#### [Set task A]
In the entries below, reproduce verbatim the lines from the one containing "For the evaluation set, tag every instance of the green" to the one containing "[[524, 162]]", including both.

#### [Page extract]
3 July 2018
The issuance of “green” covered bonds–backed by assets that are considered to have a positive environmental impact–grew strongly in the first half of 2018. As market activity increases, investors are inquiring more about green covered bonds and the nature and challenges of green finance. In this credit FAQ, we address questions we frequently receive on this topic, including what is driving green covered bond issuance, how our credit analysis could reflect green factors, and how we assess the environmental quality of financings through our Green Evaluation.
Recent Green Covered Bond Issuance | |||
---|---|---|---|
Issuance date | Issuer | Maturity (years) | Size (bil.) |
June 2018 | DNB | 7 | €1.5 |
June 2018 | LBBW | 5 | €0.5 |
May 2018 | Landshypotek | 5 | SEK5.25 |
January 2018 | Sparbol | 7 | €1.0 |
November 2017 | Deutsche Hypo | 6 | €0.5 |
June 2017 | Berlin Hyp | 6 | €0.5 |
SEK–Swedish krona. |
Despite the recent rise in issuance, there is still plenty of scope for growth. The volume of green covered bonds only represents a fraction of the broader covered bonds market. S&P Global Ratings expects that the proportion of green covered bonds could rise significantly as regulators push for greener finance and banks focus increasingly on underwriting the financing of green assets (see “A Look At Banks’ Green Bond Issuance Through The Lens Of Our Green Evaluation Tool,” published March 2, 2018).

#### [Set task B]
Carry on the piece about green covered bonds from the point where it stops.

#### [Data provided]
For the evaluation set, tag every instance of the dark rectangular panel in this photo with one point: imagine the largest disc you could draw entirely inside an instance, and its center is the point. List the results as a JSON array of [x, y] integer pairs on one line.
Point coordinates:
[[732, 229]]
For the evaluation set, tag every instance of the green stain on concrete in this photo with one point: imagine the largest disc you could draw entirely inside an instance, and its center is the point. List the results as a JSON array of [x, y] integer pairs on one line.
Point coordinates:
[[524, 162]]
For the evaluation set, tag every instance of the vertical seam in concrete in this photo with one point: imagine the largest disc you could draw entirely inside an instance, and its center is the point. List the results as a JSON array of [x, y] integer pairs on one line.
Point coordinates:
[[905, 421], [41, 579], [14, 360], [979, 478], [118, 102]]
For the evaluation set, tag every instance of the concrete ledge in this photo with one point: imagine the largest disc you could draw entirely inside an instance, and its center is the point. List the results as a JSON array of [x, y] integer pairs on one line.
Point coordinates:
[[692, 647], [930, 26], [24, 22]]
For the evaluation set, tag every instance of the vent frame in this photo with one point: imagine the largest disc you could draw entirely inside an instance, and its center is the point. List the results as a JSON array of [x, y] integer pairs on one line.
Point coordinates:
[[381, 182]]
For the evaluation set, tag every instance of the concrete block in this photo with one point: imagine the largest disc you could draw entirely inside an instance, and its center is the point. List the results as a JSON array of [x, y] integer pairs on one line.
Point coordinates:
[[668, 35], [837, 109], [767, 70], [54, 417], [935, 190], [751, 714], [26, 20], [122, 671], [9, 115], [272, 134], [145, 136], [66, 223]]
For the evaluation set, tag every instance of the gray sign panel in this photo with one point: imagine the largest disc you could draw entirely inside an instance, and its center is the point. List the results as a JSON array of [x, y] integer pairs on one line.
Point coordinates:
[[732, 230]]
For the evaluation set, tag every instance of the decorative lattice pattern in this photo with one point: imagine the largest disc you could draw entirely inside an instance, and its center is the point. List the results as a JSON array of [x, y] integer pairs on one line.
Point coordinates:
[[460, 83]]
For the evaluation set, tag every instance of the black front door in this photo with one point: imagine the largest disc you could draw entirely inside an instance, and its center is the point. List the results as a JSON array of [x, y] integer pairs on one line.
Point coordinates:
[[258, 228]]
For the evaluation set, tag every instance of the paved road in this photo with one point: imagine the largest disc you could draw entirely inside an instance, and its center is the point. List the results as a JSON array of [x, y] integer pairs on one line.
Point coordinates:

#### [Result A]
For the evaluation set, tag every instance of the green stain on concrete in this photo with one point: imagine the largest disc you could draw entirely inside an instance, and its center is the point. List the results as a JSON array of [x, y] integer pairs on one line.
Point coordinates:
[[524, 162]]

#### [Result B]
In our view, the emergence of green covered bonds highlights the growing prominence of green finance in the traditional area of covered bonds and offers an alternative mechanism for banks to contribute to financing global climate commitments.
The increased interest in green lending in recent years, and the subsequent rise in green funding by banks, reflects three main factors:
How will these driving forces affect the issuance of green covered bonds?
Projects driven by political initiatives, such as the Energy Efficient Mortgages Initiative (EeMAP), all but guarantee increased growth in green covered bonds. EeMAP is a mortgage-financing mechanism that promotes the green tagging of mortgages, incentivizes building owners to improve their building efficiency or acquire new green properties at preferential interest rates, and collects data through a systematic framework.
Identifying the green credentials of existing assets and efforts to expand covered bond funding to new green asset classes will likely reshape the focus of loan underwriting. It will put more emphasis on green attributes and create further requirements for program documentation and public disclosure, while allowing issuers to attract new investors.
In turn, new investors may increase total demand or generate more-stable demand, influencing bond pricing and liquidity in green covered bond series. Given the relatively small number of green covered bonds issued to date, we expect the demand for green covered bonds to continue to outstrip supply in the near term.
Green cover pools have largely comprised green mortgages. These types of green properties, whether new or refurbished, residential or commercial, offer significant potential to improve energy efficiency since the building sector accounts for over 30% of all global energy-related CO2 emissions (Source: UN Environment, “Global Status Report 2017”).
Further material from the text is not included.